> Défi 1:
Répondez à ces questions sur le texte consacré à l'homme du Sceptre :
(a) Quel ouvrage de Joséphin Péladan y est cité ?
(b) Par quel organe le souverain de justice est-il présélectionné ?
(c) De quel personnage le souverain de justice est-il présenté comme l'antithèse ?
> Défi 2:
Indiquez si chaque affirmation concorde avec le texte sur l'homme du Sceptre, en répondant par oui ou non et en citant les mots décisifs.
(a) Le souverain de justice est élu au suffrage politique.
(b) Le souverain de justice obéit à la Norme plutôt qu'à sa volonté personnelle.
(c) Seule une organisation synarchique permet à ce profil idéal d'émerger.
> Défi 3:
Poursuivez le texte sur le souverain de justice décrit par Péladan, à la suite de sa dernière phrase.

> Texte de la page:
»»

Dans son intéressant ouvrage intitulé Le livre du sceptre, Joséphin Péladan livre un signalement de cet homme providentiel qu’il appelle « l’homme du Sceptre », tel que devrait le concevoir une véritable civilisation.
Une formule de cet auteur résume bien le profil requis pour ce gouvernant : « Supposez la dépersonnalisation d’un être lucide dans la recherche du bien général et vous aurez la définition de tout homme de Sceptre ».
Profil du souverain juge
Ce qu’il faut pour incarner le rôle, ce n’est pas un personnage paradant en uniforme dans les cérémonies officielles, ni un homme d’exhibition, gavé de réceptions et débitant de vaines paroles en représentation. L’homme digne de tenir le « sceptre » qu’on lui confie ne désire ni le pouvoir ni les honneurs. Il ne veut ni régner ni dominer, car il s’élève bien au-dessus de toute passion politique. Ne mérite d’occuper cette fonction suprême que celui qui a renoncé à l’appétit de puissance, ayant réfréné l’instinct qui pousse quiconque à imposer sa domination dès qu’il en a le pouvoir. Une telle exigence paraitra paradoxale dans le système politique actuel, où l’accession aux postes dirigeants succède à des années de compétition motivées par la convoitise égocentrique. Le souverain de justice, présélectionné par le premier Conseil, l’Autorité sociale, et non pas élu par un suffrage politique, ne cherche pas la popularité, ce qui le dispense de perdre son temps avec des discours démagogiques.
Il n’y a qu’une organisation synarchique qui puisse permettre à ce profil idéal d’émerger.
Le souverain de justice se pose comme l’antithèse du Prince de Machiavel, car il n’a rien d’un intrigant ou d’un aventurier sans scrupule. Il ne croit pas qu’une injustice puisse profiter à un pays, ni qu’un crime soit davantage autorisé à un État ou à une armée qu’à un individu. Plus qu’un souverain, c’est le serviteur du peuple, au vrai sens du mot, et non à l’instar des démagogues qui se prétendent tel dans leur propagande électorale. La souveraineté lui parait être plus qu’une fonction : un sacerdoce. Il obéit à la Norme, et non à sa volonté personnelle, sinon il n’est rien qu’un chef de vanités et d’intérêts.

««

> Données:
»»

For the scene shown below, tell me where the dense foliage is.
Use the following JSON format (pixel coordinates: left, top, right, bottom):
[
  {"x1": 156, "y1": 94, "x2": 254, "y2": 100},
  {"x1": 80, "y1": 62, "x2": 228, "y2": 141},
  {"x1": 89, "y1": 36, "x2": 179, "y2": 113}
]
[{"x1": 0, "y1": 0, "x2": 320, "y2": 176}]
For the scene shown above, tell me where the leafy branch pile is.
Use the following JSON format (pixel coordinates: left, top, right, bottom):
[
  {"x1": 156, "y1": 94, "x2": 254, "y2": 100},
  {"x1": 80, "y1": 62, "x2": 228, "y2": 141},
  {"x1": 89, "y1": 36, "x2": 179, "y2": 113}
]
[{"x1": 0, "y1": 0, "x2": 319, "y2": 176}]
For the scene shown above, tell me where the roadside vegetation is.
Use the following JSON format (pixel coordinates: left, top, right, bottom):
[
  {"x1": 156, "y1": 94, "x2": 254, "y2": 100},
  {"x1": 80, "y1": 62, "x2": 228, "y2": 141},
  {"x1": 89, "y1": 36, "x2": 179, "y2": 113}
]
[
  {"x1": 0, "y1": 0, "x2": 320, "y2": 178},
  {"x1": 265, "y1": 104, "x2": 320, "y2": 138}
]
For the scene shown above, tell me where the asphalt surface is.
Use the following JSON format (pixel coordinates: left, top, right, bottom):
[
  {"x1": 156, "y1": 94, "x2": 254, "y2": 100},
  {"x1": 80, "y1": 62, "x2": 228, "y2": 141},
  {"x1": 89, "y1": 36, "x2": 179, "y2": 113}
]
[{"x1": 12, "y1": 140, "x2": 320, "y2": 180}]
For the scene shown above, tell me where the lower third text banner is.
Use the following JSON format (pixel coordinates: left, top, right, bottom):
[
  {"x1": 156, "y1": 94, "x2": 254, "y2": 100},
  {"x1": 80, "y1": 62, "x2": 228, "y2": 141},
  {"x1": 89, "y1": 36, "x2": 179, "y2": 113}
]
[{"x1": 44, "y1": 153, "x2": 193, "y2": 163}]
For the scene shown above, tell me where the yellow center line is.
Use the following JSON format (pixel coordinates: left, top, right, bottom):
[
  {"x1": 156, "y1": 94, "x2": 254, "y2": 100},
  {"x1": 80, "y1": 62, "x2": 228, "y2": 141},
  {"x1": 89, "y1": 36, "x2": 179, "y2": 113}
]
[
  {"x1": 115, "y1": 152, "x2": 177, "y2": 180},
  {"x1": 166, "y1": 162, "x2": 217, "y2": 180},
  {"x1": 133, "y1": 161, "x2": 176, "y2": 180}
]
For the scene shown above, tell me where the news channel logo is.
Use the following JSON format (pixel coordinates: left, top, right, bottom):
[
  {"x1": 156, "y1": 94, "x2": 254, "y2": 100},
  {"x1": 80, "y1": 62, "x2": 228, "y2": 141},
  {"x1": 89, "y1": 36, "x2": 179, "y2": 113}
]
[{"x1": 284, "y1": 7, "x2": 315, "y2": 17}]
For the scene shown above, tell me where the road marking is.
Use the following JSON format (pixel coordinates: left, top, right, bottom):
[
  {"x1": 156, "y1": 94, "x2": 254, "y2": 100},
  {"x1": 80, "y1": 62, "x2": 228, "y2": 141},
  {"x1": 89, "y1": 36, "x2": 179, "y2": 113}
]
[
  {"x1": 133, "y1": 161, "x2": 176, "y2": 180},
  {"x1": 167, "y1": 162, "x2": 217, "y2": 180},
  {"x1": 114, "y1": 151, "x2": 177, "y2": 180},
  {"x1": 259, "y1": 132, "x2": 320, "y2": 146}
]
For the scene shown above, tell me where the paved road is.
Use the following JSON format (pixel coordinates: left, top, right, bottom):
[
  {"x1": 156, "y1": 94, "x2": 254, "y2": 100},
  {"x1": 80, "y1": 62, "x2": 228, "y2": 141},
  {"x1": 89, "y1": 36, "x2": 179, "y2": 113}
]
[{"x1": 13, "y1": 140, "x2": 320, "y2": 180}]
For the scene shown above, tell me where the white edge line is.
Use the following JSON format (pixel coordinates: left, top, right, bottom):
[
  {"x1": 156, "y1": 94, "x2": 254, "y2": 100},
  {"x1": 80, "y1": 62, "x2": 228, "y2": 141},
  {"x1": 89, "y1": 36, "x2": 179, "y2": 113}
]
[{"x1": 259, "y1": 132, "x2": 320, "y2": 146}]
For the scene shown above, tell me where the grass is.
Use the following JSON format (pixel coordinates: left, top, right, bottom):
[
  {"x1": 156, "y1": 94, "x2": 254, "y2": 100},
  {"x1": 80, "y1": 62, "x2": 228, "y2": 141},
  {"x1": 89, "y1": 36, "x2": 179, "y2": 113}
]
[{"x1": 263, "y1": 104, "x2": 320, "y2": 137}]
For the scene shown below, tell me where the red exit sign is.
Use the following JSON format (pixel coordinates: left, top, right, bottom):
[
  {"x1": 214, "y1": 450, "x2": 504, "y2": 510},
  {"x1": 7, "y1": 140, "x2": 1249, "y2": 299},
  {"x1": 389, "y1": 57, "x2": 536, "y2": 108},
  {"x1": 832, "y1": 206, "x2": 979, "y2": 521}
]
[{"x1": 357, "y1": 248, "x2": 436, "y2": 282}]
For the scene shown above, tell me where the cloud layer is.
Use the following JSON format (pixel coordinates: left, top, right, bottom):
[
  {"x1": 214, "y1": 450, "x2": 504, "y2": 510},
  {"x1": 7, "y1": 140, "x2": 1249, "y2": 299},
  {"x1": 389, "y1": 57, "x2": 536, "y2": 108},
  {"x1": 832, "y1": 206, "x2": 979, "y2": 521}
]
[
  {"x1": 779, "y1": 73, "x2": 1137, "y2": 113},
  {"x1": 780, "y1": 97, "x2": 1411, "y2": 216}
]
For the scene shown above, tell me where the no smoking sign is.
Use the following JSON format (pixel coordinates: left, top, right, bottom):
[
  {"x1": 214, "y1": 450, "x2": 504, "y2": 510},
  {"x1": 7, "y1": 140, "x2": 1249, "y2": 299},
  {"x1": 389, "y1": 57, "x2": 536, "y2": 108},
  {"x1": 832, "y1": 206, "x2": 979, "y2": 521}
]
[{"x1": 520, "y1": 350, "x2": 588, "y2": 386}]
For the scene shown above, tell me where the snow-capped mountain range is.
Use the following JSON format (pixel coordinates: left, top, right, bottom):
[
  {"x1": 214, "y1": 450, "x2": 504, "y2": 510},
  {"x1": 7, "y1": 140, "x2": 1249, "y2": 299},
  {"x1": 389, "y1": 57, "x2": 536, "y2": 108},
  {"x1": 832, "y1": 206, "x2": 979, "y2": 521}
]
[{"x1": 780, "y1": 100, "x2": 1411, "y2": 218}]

««

> Réponse 1:
(a) Le livre du sceptre.
(b) Par le premier Conseil, l'Autorité sociale.
(c) Du Prince de Machiavel.

> Réponse 2:
(a) Non : « et non pas élu par un suffrage politique ».
(b) Oui : « Il obéit à la Norme, et non à sa volonté personnelle ».
(c) Oui : « Il n’y a qu’une organisation synarchique qui puisse permettre à ce profil idéal d’émerger. »

> Réponse 3:
Il ne se donne pas de grands airs, contrairement à la conception de la monarchie propre à Louis XIV. Loin de ressembler aux types de gouvernants connus de l’histoire, il vit en retrait, dans le silence et la discrétion, non par condescendance, car il reste en contact moral avec les plus petits, mais par souci d’efficacité. L’isolement lui est nécessaire pour peser les rapports incessants que lui soumettent les conseils. La vraie gloire qu’il poursuit est celle qu’attribuent la paix et la justice. Il ne rêve pas d’autres conquêtes que celles remportées sur les mauvais instincts de l’homme. Cette dépersonnalisation parait bien éloignée des figures classiques de la politique, préoccupés davantage de produire de l’effet que de servir la vérité et la justice.
Il ne vit pas entouré d’une cour qui le distrairait de sa fonction solitaire. Il ne joue pas, ne s’amuse pas, et ne cesse de penser. Il ne chasse pas, car la chasse, contraire à la culture de la sensibilité, est un reliquat de barbarie. Les plaisirs qu’il s’autorise consistent à recevoir tour à tour les savants venus lui expliquer leurs découvertes, ou les écrivains et les artistes venus lui parler de leurs créations.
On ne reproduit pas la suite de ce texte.